» **과제 안내**
아래 행 가운데 "metal"라는 단어가 들어 있는 행만 걸러 그대로 옮겨 주세요. 대소문자를 구분합니다.

---- 입력 자료

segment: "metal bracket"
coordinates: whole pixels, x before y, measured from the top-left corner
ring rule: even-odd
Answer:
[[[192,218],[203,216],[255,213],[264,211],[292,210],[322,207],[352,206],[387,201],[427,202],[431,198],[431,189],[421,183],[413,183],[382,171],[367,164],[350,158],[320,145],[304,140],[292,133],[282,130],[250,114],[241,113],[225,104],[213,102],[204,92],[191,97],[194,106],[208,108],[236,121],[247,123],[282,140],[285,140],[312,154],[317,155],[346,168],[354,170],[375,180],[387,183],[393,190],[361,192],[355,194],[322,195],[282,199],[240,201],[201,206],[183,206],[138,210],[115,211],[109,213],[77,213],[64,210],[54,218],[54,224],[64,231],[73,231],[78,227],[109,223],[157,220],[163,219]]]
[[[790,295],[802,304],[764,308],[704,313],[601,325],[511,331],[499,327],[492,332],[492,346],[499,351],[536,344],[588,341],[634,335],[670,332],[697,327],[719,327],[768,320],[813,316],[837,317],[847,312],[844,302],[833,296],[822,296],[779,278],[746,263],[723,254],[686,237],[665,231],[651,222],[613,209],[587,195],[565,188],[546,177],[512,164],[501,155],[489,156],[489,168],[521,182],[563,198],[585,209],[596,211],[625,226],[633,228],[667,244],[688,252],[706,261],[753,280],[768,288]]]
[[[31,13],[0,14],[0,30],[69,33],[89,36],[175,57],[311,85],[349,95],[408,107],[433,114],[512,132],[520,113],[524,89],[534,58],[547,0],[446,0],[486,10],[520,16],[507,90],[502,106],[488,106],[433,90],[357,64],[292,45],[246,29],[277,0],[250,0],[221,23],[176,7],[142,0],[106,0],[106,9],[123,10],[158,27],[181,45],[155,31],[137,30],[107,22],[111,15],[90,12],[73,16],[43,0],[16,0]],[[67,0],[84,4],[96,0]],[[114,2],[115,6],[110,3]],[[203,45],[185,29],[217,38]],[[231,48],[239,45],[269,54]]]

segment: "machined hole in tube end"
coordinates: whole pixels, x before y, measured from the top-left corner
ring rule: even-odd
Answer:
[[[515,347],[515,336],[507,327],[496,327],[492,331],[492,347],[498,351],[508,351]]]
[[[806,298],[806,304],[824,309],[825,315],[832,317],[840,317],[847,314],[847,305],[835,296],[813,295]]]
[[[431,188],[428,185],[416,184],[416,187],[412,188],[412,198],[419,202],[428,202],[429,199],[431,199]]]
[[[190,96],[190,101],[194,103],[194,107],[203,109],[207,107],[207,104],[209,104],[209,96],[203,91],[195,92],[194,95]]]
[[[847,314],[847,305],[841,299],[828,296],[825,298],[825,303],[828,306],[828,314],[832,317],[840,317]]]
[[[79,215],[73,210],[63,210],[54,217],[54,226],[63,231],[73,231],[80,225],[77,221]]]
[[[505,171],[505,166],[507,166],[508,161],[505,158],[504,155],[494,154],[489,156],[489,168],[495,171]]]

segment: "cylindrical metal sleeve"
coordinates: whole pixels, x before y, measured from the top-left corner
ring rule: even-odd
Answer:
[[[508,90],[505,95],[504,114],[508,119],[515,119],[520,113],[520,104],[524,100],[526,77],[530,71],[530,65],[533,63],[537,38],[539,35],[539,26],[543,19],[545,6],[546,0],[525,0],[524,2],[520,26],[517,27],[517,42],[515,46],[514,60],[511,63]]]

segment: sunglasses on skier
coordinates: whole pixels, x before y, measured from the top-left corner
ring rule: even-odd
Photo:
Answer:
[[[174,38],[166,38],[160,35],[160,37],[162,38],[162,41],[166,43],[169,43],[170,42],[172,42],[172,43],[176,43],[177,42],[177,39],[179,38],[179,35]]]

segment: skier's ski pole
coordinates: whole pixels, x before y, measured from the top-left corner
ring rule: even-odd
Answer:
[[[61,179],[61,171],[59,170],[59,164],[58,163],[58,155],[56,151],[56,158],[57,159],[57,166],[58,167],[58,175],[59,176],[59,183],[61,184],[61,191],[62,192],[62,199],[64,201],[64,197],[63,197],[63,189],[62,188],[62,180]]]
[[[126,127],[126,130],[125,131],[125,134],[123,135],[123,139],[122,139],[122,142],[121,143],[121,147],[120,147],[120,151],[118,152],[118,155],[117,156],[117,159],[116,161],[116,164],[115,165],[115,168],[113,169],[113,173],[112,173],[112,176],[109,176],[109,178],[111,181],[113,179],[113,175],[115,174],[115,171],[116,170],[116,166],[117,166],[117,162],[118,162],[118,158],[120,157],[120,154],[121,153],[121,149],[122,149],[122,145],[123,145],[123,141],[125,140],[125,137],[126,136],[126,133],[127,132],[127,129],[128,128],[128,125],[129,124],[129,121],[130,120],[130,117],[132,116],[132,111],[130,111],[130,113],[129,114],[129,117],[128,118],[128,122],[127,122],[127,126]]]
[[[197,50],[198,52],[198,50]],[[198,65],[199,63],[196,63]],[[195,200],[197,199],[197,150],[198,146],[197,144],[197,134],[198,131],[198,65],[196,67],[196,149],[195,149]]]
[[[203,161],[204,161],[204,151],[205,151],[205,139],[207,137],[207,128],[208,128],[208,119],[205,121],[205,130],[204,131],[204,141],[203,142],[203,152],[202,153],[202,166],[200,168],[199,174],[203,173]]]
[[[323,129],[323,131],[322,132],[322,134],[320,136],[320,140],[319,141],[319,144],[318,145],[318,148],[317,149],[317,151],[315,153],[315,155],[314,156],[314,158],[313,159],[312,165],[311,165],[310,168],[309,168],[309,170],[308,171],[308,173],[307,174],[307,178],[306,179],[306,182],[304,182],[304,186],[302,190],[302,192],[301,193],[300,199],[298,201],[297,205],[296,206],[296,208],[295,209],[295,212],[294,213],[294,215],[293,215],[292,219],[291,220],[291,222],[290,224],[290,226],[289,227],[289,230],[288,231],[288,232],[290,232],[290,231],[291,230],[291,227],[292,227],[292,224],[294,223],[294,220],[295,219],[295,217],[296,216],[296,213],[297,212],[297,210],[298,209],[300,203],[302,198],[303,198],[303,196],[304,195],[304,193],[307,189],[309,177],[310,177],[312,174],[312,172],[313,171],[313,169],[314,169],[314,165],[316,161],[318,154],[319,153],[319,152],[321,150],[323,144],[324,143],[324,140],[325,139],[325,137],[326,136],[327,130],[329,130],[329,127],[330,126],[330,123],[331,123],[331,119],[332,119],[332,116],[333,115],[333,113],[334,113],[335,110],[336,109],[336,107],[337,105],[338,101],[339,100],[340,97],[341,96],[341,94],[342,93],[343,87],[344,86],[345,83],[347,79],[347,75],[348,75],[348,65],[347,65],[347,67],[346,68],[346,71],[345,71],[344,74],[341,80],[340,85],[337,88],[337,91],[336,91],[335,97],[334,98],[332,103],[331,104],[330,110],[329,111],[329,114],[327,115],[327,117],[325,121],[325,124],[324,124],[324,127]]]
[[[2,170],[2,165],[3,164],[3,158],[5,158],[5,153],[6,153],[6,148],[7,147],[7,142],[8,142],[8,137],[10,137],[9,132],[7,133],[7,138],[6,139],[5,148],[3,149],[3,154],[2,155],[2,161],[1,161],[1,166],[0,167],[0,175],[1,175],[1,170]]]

--------

» **과제 답안**
segment: "metal bracket"
segment: "cylindrical metal sleeve"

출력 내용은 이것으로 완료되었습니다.